_Supplied records_
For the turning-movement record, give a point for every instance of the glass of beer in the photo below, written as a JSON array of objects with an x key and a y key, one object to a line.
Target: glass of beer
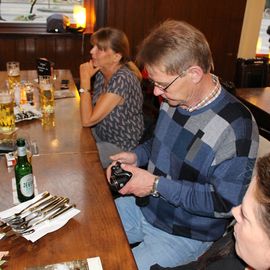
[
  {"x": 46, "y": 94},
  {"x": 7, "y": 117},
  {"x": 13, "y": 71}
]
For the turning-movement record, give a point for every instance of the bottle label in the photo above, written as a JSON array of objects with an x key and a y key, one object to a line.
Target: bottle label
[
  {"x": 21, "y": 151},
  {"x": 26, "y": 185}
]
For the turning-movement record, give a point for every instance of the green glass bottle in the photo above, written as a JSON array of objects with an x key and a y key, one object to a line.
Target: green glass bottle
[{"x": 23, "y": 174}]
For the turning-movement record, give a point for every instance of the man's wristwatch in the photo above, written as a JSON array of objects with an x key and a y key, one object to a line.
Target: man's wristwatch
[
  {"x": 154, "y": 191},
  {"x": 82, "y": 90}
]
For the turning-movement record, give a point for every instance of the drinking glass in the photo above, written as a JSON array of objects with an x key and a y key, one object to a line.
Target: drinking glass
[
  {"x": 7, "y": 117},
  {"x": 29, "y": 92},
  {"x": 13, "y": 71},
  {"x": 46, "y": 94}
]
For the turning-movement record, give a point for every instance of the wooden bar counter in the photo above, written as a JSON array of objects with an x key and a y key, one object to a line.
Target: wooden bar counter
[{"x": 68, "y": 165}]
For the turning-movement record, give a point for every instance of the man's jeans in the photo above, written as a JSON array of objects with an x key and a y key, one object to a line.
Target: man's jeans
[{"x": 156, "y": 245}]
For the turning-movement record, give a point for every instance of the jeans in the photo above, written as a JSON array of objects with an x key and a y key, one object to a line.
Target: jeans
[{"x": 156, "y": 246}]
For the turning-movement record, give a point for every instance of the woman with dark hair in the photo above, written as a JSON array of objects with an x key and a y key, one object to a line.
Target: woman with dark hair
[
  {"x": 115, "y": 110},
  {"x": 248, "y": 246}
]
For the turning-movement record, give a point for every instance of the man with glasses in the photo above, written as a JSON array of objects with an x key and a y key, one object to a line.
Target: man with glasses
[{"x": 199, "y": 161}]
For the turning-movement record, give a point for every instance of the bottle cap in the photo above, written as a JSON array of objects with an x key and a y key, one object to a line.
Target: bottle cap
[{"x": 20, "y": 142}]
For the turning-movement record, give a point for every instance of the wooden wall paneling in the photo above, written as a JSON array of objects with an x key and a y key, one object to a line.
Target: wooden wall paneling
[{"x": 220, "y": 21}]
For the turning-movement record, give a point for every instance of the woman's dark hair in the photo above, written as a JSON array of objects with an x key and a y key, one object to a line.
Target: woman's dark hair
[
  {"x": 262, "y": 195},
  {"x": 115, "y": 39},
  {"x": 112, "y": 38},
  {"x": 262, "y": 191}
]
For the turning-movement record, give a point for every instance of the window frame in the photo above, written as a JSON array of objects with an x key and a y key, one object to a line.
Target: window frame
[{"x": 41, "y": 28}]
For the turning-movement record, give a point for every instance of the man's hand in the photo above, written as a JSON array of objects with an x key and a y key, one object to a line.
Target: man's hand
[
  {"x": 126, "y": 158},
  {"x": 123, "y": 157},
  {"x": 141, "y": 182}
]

...

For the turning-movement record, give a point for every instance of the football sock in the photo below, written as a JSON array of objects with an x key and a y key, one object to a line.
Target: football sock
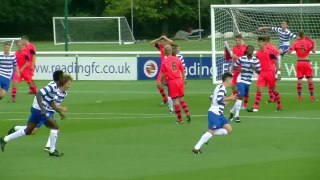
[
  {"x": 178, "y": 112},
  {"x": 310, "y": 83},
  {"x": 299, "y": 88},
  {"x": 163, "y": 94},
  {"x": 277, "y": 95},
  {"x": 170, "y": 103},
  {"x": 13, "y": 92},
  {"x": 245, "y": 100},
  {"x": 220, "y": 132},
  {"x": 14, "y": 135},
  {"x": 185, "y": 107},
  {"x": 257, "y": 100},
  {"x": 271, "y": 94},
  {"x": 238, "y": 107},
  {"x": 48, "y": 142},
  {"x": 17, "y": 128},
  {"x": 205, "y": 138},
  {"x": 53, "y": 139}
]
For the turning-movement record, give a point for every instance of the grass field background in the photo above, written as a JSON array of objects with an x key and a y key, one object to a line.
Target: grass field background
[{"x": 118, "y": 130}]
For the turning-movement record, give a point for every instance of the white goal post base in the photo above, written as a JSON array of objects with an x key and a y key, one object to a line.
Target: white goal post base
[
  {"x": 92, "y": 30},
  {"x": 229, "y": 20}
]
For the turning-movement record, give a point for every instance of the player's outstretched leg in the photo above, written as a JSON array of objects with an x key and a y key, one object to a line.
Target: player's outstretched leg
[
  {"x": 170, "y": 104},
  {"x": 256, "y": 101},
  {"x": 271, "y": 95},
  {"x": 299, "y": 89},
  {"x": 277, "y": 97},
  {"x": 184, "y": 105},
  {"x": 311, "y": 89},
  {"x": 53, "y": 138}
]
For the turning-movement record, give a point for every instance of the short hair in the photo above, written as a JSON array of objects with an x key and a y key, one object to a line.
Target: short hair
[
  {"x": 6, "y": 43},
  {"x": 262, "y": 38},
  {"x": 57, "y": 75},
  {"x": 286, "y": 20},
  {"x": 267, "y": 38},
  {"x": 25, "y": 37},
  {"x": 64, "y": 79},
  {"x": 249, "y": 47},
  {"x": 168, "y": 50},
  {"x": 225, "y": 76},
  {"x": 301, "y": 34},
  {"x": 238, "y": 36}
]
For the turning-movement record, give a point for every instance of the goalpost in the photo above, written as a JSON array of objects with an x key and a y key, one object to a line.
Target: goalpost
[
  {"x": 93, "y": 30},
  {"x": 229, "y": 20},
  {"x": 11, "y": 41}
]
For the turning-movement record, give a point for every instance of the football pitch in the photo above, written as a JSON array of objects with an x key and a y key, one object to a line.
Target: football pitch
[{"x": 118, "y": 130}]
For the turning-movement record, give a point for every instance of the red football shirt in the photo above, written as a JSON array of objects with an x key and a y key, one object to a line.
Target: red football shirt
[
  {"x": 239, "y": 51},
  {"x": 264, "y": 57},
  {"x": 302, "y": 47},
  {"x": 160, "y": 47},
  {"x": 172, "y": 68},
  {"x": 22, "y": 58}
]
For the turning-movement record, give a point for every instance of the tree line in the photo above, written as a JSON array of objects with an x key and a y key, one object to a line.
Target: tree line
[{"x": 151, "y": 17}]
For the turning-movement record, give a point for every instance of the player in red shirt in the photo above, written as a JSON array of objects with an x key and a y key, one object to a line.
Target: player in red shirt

_Your assignment_
Throughout the data above, count the lines in which the word "below" occurs; supply the number alone.

_Task response_
2